** begin RECORDS SUPPLIED **
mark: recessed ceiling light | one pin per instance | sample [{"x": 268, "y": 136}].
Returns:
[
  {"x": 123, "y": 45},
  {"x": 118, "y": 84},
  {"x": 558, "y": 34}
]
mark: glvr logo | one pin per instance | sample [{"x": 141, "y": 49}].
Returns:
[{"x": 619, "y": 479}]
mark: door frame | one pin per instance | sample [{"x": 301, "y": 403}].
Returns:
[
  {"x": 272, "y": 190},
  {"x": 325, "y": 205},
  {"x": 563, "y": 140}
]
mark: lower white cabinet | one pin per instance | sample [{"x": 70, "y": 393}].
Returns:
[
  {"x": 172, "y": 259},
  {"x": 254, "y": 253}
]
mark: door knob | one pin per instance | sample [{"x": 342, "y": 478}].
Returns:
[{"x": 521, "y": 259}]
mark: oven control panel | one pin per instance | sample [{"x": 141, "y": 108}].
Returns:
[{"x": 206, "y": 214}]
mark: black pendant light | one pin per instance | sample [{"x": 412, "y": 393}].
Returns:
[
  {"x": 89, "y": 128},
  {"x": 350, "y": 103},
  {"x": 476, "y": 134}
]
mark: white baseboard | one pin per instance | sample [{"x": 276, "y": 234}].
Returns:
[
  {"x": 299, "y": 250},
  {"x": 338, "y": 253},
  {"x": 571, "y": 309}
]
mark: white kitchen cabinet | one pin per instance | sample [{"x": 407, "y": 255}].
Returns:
** end RECORDS SUPPLIED **
:: TASK TO COMPLETE ::
Reproduce every line of the records above, requests included, adding -80 to each x and y coordinate in the answers. Keep the numbers in the requests and their sample points unchanged.

:: CORRECT OUTPUT ::
mark: recessed ceiling light | one pin per instance | sample [{"x": 268, "y": 136}].
Returns:
[
  {"x": 43, "y": -35},
  {"x": 38, "y": 4},
  {"x": 478, "y": -46}
]
mark: glvr logo | one pin per instance | sample [{"x": 141, "y": 49}].
Returns:
[{"x": 539, "y": 399}]
mark: door frame | one pin per instance | sample [{"x": 301, "y": 403}].
Returns:
[
  {"x": 192, "y": 110},
  {"x": 245, "y": 125},
  {"x": 483, "y": 60}
]
mark: lower white cabinet | one pin per instance | sample [{"x": 70, "y": 393}].
Returns:
[
  {"x": 92, "y": 179},
  {"x": 174, "y": 173}
]
mark: door knob | one pin per instance | sample [{"x": 342, "y": 478}].
Returns:
[{"x": 441, "y": 179}]
mark: oven control panel | one pin per instance | sample [{"x": 141, "y": 108}].
Returns:
[{"x": 126, "y": 134}]
mark: black pendant light | one pin per instance | sample [{"x": 412, "y": 393}].
Returns:
[
  {"x": 9, "y": 48},
  {"x": 270, "y": 23},
  {"x": 396, "y": 54}
]
mark: white baseboard | one pin per instance | sample [{"x": 276, "y": 234}].
Returns:
[
  {"x": 219, "y": 170},
  {"x": 258, "y": 173},
  {"x": 491, "y": 229}
]
mark: white kitchen cabinet | one pin per instance | sample [{"x": 407, "y": 255}].
Returns:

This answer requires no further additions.